[A block of data]
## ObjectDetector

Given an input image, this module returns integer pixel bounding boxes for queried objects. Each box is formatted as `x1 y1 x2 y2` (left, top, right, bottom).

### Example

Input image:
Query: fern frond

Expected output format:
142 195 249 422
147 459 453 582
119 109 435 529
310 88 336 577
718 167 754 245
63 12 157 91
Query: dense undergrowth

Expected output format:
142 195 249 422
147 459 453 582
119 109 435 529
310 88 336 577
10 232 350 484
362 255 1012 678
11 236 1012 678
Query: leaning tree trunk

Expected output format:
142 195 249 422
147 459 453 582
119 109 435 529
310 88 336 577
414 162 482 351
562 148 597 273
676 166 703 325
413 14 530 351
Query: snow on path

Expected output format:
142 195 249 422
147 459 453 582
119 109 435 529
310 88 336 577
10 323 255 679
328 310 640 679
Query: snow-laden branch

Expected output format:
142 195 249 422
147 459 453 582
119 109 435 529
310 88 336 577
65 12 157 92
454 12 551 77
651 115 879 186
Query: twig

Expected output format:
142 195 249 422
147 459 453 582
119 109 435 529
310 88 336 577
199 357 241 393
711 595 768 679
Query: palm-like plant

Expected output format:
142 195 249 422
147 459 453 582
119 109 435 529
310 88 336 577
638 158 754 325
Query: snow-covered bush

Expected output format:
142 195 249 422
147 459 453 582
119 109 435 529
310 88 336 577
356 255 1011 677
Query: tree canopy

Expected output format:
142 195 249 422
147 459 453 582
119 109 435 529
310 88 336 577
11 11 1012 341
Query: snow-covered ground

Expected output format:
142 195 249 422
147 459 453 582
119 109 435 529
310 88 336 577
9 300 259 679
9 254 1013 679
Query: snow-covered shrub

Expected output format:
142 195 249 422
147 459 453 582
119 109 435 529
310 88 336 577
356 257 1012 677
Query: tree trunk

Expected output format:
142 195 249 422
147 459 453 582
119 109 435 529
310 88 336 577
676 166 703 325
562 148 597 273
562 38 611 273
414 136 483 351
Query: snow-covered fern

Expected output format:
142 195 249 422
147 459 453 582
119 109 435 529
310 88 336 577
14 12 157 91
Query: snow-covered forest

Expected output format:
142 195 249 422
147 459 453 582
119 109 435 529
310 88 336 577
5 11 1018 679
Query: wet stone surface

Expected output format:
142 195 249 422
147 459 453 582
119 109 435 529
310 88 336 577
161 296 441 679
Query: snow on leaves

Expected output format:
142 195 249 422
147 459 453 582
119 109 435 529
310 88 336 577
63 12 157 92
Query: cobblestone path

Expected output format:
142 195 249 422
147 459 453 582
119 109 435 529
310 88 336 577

Goal of the exercise - Put the records above into a JSON list of strings, one string per line, with blank lines omitted.

Task response -
[
  "## ObjectDetector",
  "Given an input image, this module returns integer pixel bounding boxes for queried objects. Each box is formatted as `x1 y1 x2 y2` (left, top, right, bottom).",
  "### Example",
  "Input image:",
  "Query: fern frond",
  "Expected output format:",
  "142 195 249 422",
  "147 459 453 582",
  "119 109 435 529",
  "310 88 336 577",
  "718 167 754 245",
  "63 12 157 91",
  "Query: dense undergrowth",
  "Expected output format:",
  "142 195 249 422",
  "147 459 453 582",
  "119 109 435 529",
  "310 88 336 577",
  "10 232 350 484",
  "362 255 1012 678",
  "11 236 1012 678",
  "Query: leaning tree trunk",
  "Expected output format:",
  "142 195 249 422",
  "147 459 453 582",
  "119 109 435 529",
  "310 88 336 577",
  "414 162 482 351",
  "562 148 597 273",
  "676 166 703 325",
  "413 14 530 351",
  "Query: snow on path",
  "Expected output format:",
  "142 195 249 422",
  "147 459 453 582",
  "119 109 435 529",
  "310 88 336 577",
  "10 323 255 679",
  "328 310 640 679",
  "Query: snow-laden branch",
  "Expected output format:",
  "142 195 249 422",
  "147 459 453 582",
  "119 109 435 529",
  "310 88 336 577",
  "65 12 157 92",
  "454 12 551 77",
  "651 115 879 186",
  "Query: twig",
  "Expected output format:",
  "142 195 249 422",
  "147 459 453 582",
  "119 109 435 529",
  "310 88 336 577",
  "199 357 241 393",
  "711 595 768 679",
  "Query: palm-like plant",
  "Expected output format:",
  "142 195 249 422",
  "147 459 453 582",
  "119 109 435 529",
  "310 88 336 577",
  "638 158 754 325",
  "Query: snow-covered bush",
  "Expected output format:",
  "142 195 249 422",
  "147 459 453 582",
  "119 109 435 529",
  "310 88 336 577",
  "356 255 1011 677",
  "Query: tree canopy",
  "Expected output format:",
  "142 195 249 422",
  "147 459 453 582",
  "119 109 435 529",
  "310 88 336 577",
  "11 11 1012 341",
  "Query: snow-covered ground",
  "Expected output format:",
  "142 195 249 422",
  "147 459 453 582",
  "119 109 435 529",
  "310 88 336 577",
  "9 300 259 679",
  "9 254 1013 679",
  "Query: snow-covered shrub",
  "Expected output format:",
  "142 195 249 422",
  "147 459 453 582",
  "119 109 435 529",
  "310 88 336 577",
  "356 257 1012 677",
  "Query: tree trunk",
  "Expected output format:",
  "142 195 249 422",
  "147 459 453 582",
  "119 109 435 529",
  "310 88 336 577",
  "676 166 703 325",
  "562 148 597 273",
  "562 38 611 273",
  "414 136 483 351",
  "Query: snow-covered fern",
  "Expected output format:",
  "142 195 249 422",
  "147 459 453 582",
  "119 109 435 529",
  "310 88 336 577",
  "14 12 157 91",
  "Query: snow-covered forest",
  "Expected output format:",
  "142 195 249 422",
  "147 459 453 582",
  "119 109 435 529",
  "310 88 336 577",
  "5 11 1018 679",
  "Query: wet stone surface",
  "Expected output format:",
  "142 195 249 422",
  "147 459 453 582",
  "119 109 435 529",
  "310 88 336 577",
  "161 296 441 679",
  "Query: snow on leaves",
  "Expected output format:",
  "142 195 249 422",
  "147 459 453 582",
  "119 109 435 529",
  "310 88 336 577",
  "63 12 157 92",
  "Query: cobblestone path",
  "Expected output format:",
  "142 195 249 422",
  "147 459 453 582",
  "119 109 435 529",
  "310 88 336 577"
]